→ **Task instructions**: Copy the entries below exactly. Images do not belong in the copy.

→ **Data for this exercise**:
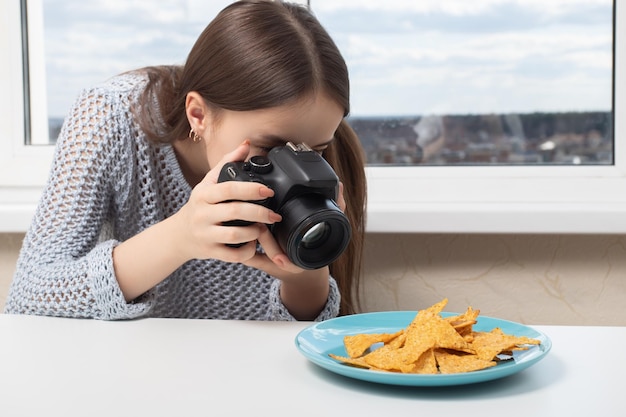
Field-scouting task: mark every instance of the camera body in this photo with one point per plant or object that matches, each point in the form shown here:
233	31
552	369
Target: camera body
314	231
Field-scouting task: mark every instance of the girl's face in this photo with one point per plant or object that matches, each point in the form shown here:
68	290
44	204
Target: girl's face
312	120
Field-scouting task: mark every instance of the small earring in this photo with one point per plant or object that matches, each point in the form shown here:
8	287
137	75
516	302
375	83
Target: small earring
194	136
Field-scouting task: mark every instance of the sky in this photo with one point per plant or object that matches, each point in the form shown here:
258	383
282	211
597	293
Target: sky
405	57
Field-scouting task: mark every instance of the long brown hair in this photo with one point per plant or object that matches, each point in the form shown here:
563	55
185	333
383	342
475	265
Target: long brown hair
259	54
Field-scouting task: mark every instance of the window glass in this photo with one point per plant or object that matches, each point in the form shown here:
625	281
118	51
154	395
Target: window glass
434	82
488	82
87	42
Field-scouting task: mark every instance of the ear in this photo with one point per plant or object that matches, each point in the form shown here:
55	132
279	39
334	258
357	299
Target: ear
197	112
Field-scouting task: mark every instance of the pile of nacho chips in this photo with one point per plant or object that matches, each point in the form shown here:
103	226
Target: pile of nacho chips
432	344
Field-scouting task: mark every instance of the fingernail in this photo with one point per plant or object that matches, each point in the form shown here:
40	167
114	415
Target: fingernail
266	192
275	217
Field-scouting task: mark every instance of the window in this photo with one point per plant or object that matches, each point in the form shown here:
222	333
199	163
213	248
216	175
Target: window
501	183
502	82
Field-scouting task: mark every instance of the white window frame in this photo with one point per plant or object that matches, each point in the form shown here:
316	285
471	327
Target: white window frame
483	199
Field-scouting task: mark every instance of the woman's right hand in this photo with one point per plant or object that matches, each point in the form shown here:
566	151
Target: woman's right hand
201	233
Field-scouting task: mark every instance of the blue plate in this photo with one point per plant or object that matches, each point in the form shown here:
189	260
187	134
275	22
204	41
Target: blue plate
318	340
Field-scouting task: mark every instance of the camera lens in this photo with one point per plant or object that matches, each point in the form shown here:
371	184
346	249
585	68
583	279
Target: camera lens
316	235
314	231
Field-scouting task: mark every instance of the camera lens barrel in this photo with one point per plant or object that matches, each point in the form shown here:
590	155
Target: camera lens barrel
314	231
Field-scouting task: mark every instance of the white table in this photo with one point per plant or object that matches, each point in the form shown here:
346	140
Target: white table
165	367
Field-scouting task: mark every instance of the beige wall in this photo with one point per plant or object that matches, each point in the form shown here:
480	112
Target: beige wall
532	279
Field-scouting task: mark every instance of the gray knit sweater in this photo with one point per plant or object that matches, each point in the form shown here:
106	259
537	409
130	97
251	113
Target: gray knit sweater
108	183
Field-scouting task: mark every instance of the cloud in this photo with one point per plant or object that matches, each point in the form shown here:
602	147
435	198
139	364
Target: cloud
404	56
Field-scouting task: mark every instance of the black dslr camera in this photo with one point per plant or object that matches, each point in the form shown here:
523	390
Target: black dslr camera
313	231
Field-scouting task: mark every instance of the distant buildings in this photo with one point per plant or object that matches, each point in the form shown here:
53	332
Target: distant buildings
501	139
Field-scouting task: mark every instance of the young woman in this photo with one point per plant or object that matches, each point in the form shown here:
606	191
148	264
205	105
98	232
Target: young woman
130	223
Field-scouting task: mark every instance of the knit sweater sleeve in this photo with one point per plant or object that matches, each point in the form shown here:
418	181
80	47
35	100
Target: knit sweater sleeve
65	267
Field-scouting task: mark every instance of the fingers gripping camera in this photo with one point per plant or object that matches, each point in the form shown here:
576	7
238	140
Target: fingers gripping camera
314	231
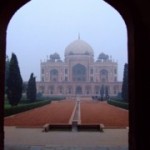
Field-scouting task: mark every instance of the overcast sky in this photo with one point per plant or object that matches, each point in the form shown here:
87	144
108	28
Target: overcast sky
43	27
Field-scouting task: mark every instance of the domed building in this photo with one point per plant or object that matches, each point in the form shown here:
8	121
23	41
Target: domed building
79	74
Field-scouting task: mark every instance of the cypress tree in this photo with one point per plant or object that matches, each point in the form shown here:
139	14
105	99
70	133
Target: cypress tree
125	83
14	82
31	88
6	72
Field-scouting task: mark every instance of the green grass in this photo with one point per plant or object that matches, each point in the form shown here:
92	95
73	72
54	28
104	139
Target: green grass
9	110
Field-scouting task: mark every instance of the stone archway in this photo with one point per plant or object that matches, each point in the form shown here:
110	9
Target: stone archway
136	16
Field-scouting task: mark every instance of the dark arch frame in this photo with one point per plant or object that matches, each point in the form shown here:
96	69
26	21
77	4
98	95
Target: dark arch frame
136	17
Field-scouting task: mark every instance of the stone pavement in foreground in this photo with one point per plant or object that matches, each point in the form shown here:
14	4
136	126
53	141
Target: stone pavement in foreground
35	139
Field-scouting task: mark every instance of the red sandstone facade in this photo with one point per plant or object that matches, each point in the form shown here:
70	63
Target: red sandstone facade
79	74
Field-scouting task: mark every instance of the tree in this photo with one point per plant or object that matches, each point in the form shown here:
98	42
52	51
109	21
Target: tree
102	92
6	71
125	83
14	82
31	88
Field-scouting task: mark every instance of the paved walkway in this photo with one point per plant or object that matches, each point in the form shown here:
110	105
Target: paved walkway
35	139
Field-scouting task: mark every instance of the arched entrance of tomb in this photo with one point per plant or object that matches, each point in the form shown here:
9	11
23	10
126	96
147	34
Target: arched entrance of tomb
136	16
79	73
78	90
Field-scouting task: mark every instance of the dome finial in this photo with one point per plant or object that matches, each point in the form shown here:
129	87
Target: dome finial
78	36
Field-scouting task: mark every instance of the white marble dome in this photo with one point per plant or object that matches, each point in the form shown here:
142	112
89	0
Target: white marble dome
78	47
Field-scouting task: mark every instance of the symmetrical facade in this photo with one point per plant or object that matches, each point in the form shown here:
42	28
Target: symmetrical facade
79	74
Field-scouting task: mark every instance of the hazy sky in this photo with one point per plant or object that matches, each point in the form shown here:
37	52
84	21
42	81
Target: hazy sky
43	27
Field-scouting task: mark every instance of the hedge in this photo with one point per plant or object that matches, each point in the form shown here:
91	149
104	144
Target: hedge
24	107
117	103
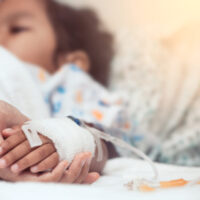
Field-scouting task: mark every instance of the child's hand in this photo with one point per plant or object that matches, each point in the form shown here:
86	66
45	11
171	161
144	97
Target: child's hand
78	171
18	154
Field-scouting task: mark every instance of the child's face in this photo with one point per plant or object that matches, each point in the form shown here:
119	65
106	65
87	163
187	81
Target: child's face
26	31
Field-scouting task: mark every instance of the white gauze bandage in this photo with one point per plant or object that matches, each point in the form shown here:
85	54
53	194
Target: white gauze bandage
69	138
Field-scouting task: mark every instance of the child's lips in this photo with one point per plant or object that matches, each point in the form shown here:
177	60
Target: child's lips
15	168
2	163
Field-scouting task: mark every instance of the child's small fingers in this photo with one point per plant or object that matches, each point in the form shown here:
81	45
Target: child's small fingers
15	154
84	172
10	131
1	139
91	178
48	163
75	169
56	174
11	142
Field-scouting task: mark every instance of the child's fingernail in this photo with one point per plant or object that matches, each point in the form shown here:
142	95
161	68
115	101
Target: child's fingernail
34	169
2	163
1	150
66	164
8	130
83	162
15	168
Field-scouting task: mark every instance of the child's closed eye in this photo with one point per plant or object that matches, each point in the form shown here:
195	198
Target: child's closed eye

→ **Output for this exercise**:
Field-scouting task: mark every instance of the camera body in this photo with one point per plant or object that matches, each point in the form shown here:
233	31
552	369
Target: camera body
314	231
Field-scouting task: mark every instance of the girl's face in this photo with one point per plant or object that matches, each point in the form shown here:
68	290
44	204
Target: girl's face
312	120
Field-scouting task: mark every instance of the small earring in this photo with one point per plant or object that matches, each point in the form shown here:
8	287
137	75
516	302
375	83
Target: small earring
194	136
Field-scouting task: mark every instance of the sky in this photo with one point per plant or object that matches, each point in the form shown here:
258	383
282	211
597	293
Target: sky
405	57
Field-scouting task: mark every instance of the long brown hair in this photo with one point per plant or object that matches, each point in the form shown here:
563	55
185	333
383	342
475	265
Target: long brown hair
259	54
Field-scouting task: mark every instance of the window glass in this photo with one point per plant or object that matches, each point in the form shown here:
625	281
118	51
154	395
Target: window glass
434	82
488	82
87	42
Field-scouting task: mark every instance of the ear in this photo with one point per plant or object that matches, each point in the form shown here:
55	132
279	39
334	258
357	299
Target: ear
197	112
Field-scouting task: mark every instance of the pile of nacho chips in this photo with one point per plant or object that matches, each point in the form shown here:
103	226
Target: pile of nacho chips
432	344
Field-scouting task: mark every instance of the fingernail in this photo with one point per plant or object that matches, each point in the form shown here:
40	167
114	415
Target: fingernail
266	192
275	217
Field-scouting task: mark every instance of the window in this photo with one point per plant or object that matches, each point in the form shown here:
222	333
199	163
213	248
216	175
Target: window
501	183
502	82
Field-scouting task: mark every instance of the white window frame in this photo with one point per plant or object that matches, each point in the form shown here:
316	285
471	327
Target: white window frame
483	199
Field-scouting task: mark every instance of the woman's right hand in this photo with one point per plant or object that matches, each point in the form shown here:
566	151
Target: woman's right hand
201	233
Field-scouting task: mark every instance of the blue plate in this photo with one point per plant or object that matches, each point in the form shown here:
189	260
187	134
275	22
204	41
Target: blue plate
318	340
Field-scouting task: mark every instance of the camera lens in this photo with one point per plant or object that matches, each point in the form shown here:
371	184
346	249
585	68
583	279
Target: camera lens
316	235
314	231
Field-scouting task: mark every instance of the camera lens barrel in this photo with one point per plant or object that matches, each point in the form shown here:
590	155
Target: camera lens barrel
314	231
Field-scouting task: mark every instance of the white table in this photo with one point per plant or object that matches, each point in the form shown here:
346	140
Target: white table
165	367
Field-scouting task: mark every instance of the beige wall in this photo with one point per plant or object that matches, each point in the form shown here:
480	112
Target: beige wall
532	279
Field-scouting task: mark every instance of the gray knit sweater in this photo with one point per plant or object that matches, each point in the form shown here:
106	259
537	409
130	97
251	113
Target: gray knit sweater
108	183
Field-scouting task: mark every instance of the cloud in this photo with one point per plant or object that matches, each point in the form shown here:
602	147
435	198
139	364
Target: cloud
404	56
Field-scouting task: mark every instance of the black dslr camera in this photo with one point per plant or object that matches, each point in the form shown here:
523	390
Target: black dslr camera
313	231
Field-scouting task: mark every instance of the distant buildings in this photo with one point per plant or object that matches, each point in the form shown here:
53	332
Target: distant buildings
501	139
Field-scouting task: mark every instance of the young woman in this photo with one point per plant or object that matches, each point in the form shown here:
606	191
148	264
205	105
98	232
Target: young woman
130	223
Field-scouting task: mark every instance of the knit sweater sleeve in this photo with one point per plant or object that matches, each point in the form shown here:
418	181
80	47
35	100
Target: knit sweater sleeve
65	267
Field-scouting task: mark every instance of the fingers gripping camera in this photo with one point per plant or object that matches, each point in the form shown here:
576	7
238	140
Target: fingers gripping camera
314	231
Field-scouting task: mark every instance of the overcast sky in this photo with one point per plant or object that matches, each point in the form shown here:
87	144
108	28
Target: overcast sky
43	27
Field-scouting task: mark every instance of the domed building in this photo with one point per plant or object that matches, each point in the form shown here:
8	121
23	41
Target: domed building
79	74
Field-scouting task: mark every instance of the cypress tree in this photo with one point per plant or object that matches, each point in the form shown here:
139	14
105	99
70	133
Target: cypress tree
125	83
14	82
31	88
6	72
Field-scouting task: mark every instance of the green grass in this photo with one point per plant or object that matches, each point in the form shown here:
92	95
73	72
54	28
104	139
Target: green grass
9	110
Field-scouting task: mark every instance of the stone archway in this photo with one point per plant or object that matches, each point in the form shown here:
110	9
Target: stone archway
136	16
Field-scouting task: mark every instance of the dark arch frame in this photo with one point per plant or object that matches, each point in the form shown here:
96	69
26	21
77	4
98	95
Target: dark arch frame
136	17
Field-scouting task: mark every instance of the stone pavement in foreground in this photo with one point per plant or object that matches, each point in the form shown here:
14	4
136	126
53	141
Target: stone pavement in foreground
35	139
Field-scouting task: mark every instance of the red sandstone facade in this photo with one point per plant or object that matches, each point in the form shown here:
70	63
Target: red sandstone facade
79	74
Field-scouting task: mark every instance of the tree in this photo with one point per plant or object that matches, each point in the form shown here:
98	42
52	51
109	21
Target: tree
102	92
6	71
125	83
14	82
31	88
Field-scouting task: mark every instance of the paved walkway in this photo with one point per plant or object that matches, each point in the form shown here:
110	105
Target: paved walkway
35	139
Field-scouting task: mark every instance of the arched entrance of tomb in this photo with one point per plant or object that matches, each point in the form shown here:
9	11
23	10
126	96
147	34
Target: arched entrance of tomb
136	16
79	73
78	90
Field-scouting task: mark every instance of the dome finial in this photo with one point per plant or object that matches, each point in the form shown here:
129	87
Target: dome finial
78	36
Field-scouting task: mark every instance of the white marble dome in this photo with one point per plant or object that matches, each point in the form shown here:
142	112
89	0
Target: white marble dome
78	47
Field-scouting task: mark every instance of the symmetrical facade in this photo with one point per plant or object that matches, each point in the form shown here:
42	28
Target: symmetrical facade
79	74
Field-scouting task: mark every instance of the hazy sky in this photo with one point per plant or object that matches, each point in the form shown here:
37	52
84	21
42	81
Target: hazy sky
43	27
Field-scouting task: mark every instance of the hedge in this photo with one point per plant or object that matches, each point in the form shown here:
91	149
104	144
Target: hedge
24	107
117	103
Field-scouting task: mark every instance of the child's hand in this photo with one point per plant or object that matches, each point in the form shown here:
86	66
45	11
171	161
144	97
Target: child's hand
78	171
18	154
Field-scouting task: mark every instance of the child's face in this photo with one point per plant or object that matches, each point in the form shown here:
119	65
106	65
87	163
187	81
Target: child's face
26	31
Field-scouting task: mark every instance of the white gauze bandage in this photo with one point per plant or object that matches, each point in the form shown here:
85	54
53	194
Target: white gauze bandage
69	138
Field-scouting task: mark every instance of the child's lips in this photo with one point per plant or object that matches, each point in the form shown here:
177	60
Target: child's lips
15	168
2	163
Field-scouting task: mark every instance of the child's small fingers in this photo with one point per plant or object that matches, each point in the form shown here:
81	45
Target: child's small fingers
15	154
84	172
10	131
1	139
91	178
48	163
75	169
56	174
11	142
Field-scouting task: mark every instance of the child's fingernail in this photo with one point per plant or object that matches, each point in the form shown here:
142	95
161	68
115	101
Target: child's fingernail
34	169
2	163
1	150
66	164
8	130
83	162
15	168
Field-scouting task: mark every instance of the child's closed eye in this photo with one point per plant or object that matches, each point in the form shown here:
195	198
Target: child's closed eye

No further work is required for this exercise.